EXCERPTED PASSAGE –
## Start

[openstack-dev] [nova] More file injection woes

Daniel P. Berrange berrange at redhat.com
Mon Nov 14 10:16:22 UTC 2016

On Fri, Nov 11, 2016 at 07:11:51PM -0600, Matt Riedemann wrote:
> Chris Friesen reported a bug [1] where injected files on a server aren't in
> the guest after it's evacuated to another compute host. This is because the
> injected files aren't persisted in the nova database at all. Evacuate and
> rebuild use similar code paths, but rebuild is a user operation and the
> command line is similar to boot, but evacuate is an admin operation and the
> admin doesn't have the original injected files.
> We've talked about issues with file injection before [2] - in that case not
> being able to tell if it can be honored and it just silently doesn't inject
> the files but the server build doesn't fail. We could eventually resolve
> that with capabilities discovery in the API.
> There are other issues with file injection, like potential security issues,
> and we've talked about getting rid of it for years because you can use the
> config drive.

## End

EXERCISE 1 – In the mailing list post, why are injected files missing from the guest after it is evacuated to another compute host?
EXERCISE 2 – Repeat the mailing list post word for word from "[openstack-dev] [nova] More" to "original injected files.".

RECORDED INFORMATION –
## Start

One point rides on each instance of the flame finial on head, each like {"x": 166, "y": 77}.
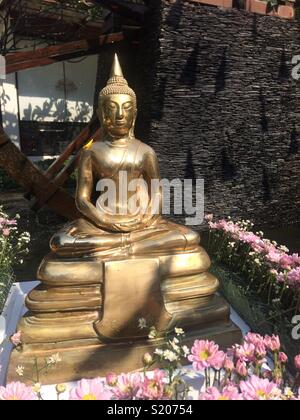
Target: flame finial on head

## End

FINAL ANSWER 1 – The injected files aren't persisted in the nova database at all.

FINAL ANSWER 2 –
[openstack-dev] [nova] More file injection woes

Daniel P. Berrange berrange at redhat.com
Mon Nov 14 10:16:22 UTC 2016

On Fri, Nov 11, 2016 at 07:11:51PM -0600, Matt Riedemann wrote:
> Chris Friesen reported a bug [1] where injected files on a server aren't in
> the guest after it's evacuated to another compute host. This is because the
> injected files aren't persisted in the nova database at all. Evacuate and
> rebuild use similar code paths, but rebuild is a user operation and the
> command line is similar to boot, but evacuate is an admin operation and the
> admin doesn't have the original injected files.